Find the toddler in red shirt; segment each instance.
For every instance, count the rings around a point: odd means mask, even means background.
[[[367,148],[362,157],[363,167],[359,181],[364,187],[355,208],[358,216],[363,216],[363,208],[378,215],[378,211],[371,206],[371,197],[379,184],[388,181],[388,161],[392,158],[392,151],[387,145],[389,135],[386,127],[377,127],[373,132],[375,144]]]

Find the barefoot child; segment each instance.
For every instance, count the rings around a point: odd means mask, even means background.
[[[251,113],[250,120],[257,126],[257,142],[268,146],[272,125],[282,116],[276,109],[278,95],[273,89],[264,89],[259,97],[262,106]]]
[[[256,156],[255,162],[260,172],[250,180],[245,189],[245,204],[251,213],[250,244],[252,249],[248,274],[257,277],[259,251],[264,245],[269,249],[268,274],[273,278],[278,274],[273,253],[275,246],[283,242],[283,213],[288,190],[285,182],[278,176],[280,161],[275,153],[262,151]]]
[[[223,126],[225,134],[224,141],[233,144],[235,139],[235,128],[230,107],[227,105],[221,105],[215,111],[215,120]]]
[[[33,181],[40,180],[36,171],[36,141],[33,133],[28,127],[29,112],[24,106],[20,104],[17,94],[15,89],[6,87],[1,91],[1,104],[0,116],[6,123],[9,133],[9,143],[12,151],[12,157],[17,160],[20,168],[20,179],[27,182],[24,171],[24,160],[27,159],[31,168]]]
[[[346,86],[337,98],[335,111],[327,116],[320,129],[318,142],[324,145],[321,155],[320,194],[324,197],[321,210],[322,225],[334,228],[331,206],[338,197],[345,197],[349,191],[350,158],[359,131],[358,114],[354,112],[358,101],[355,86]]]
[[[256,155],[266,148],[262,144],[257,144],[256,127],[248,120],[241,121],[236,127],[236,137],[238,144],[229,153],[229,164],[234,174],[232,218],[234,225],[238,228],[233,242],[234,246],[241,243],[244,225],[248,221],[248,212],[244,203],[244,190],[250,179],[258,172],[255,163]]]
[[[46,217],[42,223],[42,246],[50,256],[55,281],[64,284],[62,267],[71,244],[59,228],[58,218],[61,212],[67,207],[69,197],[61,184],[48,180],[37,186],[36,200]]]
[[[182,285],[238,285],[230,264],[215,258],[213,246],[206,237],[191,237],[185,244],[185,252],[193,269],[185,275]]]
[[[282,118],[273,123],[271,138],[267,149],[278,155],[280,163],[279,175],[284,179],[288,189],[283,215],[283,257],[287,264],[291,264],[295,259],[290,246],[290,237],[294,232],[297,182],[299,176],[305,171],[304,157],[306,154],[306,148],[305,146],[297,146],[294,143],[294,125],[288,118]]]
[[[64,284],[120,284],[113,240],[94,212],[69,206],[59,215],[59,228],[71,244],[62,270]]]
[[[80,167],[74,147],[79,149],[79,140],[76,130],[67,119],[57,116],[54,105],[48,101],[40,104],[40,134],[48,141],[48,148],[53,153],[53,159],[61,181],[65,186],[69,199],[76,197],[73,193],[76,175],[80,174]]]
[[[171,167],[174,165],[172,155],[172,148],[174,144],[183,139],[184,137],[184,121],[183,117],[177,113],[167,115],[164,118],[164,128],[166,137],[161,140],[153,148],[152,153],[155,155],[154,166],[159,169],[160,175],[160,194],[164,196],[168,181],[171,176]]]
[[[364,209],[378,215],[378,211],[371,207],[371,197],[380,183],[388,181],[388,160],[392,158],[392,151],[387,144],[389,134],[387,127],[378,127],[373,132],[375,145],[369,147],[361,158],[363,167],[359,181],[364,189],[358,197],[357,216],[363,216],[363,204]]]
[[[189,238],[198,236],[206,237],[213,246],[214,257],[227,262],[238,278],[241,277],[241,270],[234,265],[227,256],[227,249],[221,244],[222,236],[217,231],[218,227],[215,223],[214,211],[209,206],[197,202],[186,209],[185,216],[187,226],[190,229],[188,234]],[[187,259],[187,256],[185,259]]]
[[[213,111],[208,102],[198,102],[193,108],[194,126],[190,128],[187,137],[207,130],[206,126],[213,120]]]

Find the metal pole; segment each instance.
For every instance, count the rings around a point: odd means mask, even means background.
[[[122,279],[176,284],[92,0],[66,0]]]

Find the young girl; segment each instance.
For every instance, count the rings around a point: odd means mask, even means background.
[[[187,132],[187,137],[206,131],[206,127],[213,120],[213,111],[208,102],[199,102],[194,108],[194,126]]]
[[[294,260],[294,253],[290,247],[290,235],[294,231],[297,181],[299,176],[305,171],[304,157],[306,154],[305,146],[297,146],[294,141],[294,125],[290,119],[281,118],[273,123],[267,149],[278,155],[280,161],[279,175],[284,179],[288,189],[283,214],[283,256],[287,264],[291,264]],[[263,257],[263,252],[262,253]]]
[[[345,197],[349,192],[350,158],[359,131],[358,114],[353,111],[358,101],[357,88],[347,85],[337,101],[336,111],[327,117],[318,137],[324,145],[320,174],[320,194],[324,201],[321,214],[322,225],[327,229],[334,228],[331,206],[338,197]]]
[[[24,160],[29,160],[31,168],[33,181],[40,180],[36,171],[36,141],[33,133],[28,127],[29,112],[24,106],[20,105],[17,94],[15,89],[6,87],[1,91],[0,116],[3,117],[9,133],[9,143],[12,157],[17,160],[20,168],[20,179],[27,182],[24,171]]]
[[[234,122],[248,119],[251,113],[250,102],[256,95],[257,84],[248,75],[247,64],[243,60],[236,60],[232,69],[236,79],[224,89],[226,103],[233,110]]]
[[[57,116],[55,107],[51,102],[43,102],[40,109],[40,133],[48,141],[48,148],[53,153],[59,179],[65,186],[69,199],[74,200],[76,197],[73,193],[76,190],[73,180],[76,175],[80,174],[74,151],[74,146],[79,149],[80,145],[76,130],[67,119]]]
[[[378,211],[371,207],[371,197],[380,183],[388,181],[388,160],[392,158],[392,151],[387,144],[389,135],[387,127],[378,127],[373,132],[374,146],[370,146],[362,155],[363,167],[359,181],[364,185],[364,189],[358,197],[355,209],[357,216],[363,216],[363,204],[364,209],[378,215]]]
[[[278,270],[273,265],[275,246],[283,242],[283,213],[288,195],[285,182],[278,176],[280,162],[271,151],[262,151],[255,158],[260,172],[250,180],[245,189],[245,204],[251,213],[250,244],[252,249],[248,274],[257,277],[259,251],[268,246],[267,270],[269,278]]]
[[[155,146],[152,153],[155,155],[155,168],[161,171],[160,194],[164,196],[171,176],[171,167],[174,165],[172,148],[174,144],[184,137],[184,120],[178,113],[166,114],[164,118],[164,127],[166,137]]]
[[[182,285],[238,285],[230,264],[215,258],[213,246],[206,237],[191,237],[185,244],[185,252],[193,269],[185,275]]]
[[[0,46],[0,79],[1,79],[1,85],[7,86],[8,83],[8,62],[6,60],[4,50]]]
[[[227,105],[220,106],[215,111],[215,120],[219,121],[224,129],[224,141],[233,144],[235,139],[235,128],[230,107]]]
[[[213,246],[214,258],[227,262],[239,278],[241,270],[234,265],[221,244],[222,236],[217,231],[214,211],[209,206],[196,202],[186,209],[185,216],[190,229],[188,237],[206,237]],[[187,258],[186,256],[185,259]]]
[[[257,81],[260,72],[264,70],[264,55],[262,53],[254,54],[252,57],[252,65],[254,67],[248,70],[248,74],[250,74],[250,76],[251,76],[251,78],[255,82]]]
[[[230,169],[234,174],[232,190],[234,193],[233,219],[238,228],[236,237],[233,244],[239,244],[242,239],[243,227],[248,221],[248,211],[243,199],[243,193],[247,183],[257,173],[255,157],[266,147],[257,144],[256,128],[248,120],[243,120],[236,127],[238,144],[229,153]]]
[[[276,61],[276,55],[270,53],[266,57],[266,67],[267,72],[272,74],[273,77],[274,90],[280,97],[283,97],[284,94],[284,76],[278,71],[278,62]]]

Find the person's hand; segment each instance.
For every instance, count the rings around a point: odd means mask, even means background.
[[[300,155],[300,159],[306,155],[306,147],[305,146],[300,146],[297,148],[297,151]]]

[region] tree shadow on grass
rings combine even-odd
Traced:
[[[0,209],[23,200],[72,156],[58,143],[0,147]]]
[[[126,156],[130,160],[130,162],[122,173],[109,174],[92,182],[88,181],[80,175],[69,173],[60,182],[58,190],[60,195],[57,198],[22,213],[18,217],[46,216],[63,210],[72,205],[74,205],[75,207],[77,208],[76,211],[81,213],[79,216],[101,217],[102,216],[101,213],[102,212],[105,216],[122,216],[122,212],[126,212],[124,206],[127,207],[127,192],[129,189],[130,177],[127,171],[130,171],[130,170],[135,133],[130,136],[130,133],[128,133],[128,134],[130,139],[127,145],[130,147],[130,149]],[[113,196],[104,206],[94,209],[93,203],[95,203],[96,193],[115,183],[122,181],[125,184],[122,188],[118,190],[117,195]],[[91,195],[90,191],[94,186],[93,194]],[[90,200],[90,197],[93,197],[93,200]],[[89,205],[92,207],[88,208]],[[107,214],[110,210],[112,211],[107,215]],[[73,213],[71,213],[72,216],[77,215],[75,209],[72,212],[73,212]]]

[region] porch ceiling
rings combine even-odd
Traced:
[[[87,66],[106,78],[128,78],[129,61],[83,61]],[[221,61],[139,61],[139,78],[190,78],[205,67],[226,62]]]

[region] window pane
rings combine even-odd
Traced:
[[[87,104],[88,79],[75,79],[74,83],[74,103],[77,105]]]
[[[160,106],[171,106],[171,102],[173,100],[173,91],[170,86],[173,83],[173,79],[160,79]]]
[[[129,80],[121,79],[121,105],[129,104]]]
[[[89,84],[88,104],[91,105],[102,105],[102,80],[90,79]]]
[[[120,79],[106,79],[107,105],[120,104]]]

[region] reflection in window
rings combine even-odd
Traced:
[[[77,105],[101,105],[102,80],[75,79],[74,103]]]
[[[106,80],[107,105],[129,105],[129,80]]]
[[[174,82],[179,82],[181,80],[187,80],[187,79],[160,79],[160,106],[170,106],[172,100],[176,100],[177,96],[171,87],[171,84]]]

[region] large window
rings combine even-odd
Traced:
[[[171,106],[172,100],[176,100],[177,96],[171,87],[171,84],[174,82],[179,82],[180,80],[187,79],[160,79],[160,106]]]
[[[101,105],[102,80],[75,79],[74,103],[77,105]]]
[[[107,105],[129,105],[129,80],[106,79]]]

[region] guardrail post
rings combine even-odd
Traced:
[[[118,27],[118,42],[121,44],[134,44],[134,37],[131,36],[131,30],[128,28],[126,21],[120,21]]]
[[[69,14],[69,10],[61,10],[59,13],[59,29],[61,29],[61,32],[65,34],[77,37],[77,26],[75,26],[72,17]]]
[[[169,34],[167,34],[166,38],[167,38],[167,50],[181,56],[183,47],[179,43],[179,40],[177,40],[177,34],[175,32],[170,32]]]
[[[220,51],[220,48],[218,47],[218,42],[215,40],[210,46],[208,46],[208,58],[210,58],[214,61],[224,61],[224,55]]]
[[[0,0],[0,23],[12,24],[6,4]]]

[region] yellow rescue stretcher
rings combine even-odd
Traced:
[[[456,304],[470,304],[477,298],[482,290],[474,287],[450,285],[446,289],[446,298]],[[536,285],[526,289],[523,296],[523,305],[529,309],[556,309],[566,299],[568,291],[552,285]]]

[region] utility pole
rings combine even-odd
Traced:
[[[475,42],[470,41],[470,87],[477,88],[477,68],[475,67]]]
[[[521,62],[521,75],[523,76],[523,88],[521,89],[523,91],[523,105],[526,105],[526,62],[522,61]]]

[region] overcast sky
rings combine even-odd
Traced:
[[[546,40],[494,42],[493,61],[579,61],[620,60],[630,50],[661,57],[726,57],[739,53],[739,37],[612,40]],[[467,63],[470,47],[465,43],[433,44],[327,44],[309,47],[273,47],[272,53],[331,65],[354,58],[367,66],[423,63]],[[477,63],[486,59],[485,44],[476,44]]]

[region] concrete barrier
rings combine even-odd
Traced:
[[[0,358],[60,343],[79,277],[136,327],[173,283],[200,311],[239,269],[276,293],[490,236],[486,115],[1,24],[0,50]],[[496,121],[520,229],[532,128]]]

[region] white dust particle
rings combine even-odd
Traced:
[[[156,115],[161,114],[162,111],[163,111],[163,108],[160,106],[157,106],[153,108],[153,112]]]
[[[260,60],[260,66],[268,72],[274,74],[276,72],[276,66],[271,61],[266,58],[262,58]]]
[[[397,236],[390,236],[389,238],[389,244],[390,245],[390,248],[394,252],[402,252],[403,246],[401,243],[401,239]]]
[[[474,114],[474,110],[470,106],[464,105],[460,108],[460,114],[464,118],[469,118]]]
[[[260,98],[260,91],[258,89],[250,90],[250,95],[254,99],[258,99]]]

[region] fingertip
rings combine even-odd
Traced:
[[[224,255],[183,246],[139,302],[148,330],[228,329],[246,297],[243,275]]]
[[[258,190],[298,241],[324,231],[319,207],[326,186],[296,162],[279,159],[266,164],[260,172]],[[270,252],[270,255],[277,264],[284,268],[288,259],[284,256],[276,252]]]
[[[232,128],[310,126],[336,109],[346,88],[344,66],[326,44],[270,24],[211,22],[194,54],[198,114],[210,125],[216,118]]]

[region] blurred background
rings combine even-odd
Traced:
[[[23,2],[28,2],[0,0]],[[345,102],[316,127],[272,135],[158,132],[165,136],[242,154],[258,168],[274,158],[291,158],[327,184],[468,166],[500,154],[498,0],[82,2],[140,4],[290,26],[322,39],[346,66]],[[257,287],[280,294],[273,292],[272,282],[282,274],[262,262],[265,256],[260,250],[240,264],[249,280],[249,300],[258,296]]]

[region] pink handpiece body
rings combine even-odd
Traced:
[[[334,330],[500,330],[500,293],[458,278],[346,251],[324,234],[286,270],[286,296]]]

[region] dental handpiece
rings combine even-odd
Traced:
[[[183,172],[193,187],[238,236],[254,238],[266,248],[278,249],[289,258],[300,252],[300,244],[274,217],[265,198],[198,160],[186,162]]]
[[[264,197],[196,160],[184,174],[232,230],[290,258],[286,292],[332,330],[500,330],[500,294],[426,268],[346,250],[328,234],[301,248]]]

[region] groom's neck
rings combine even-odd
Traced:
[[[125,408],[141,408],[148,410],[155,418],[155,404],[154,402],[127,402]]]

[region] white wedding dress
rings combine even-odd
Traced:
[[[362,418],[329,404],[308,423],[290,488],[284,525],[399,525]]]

= TASK PROMPT =
Reproduce the items without any change, starting at the line containing "[region] white wedding dress" and continuing through the final line of the items, with both of those lines included.

= SOLUTION FOR THIS PROBLEM =
[region] white wedding dress
rings combine even-odd
Traced:
[[[362,418],[329,404],[308,423],[290,488],[284,525],[399,525]]]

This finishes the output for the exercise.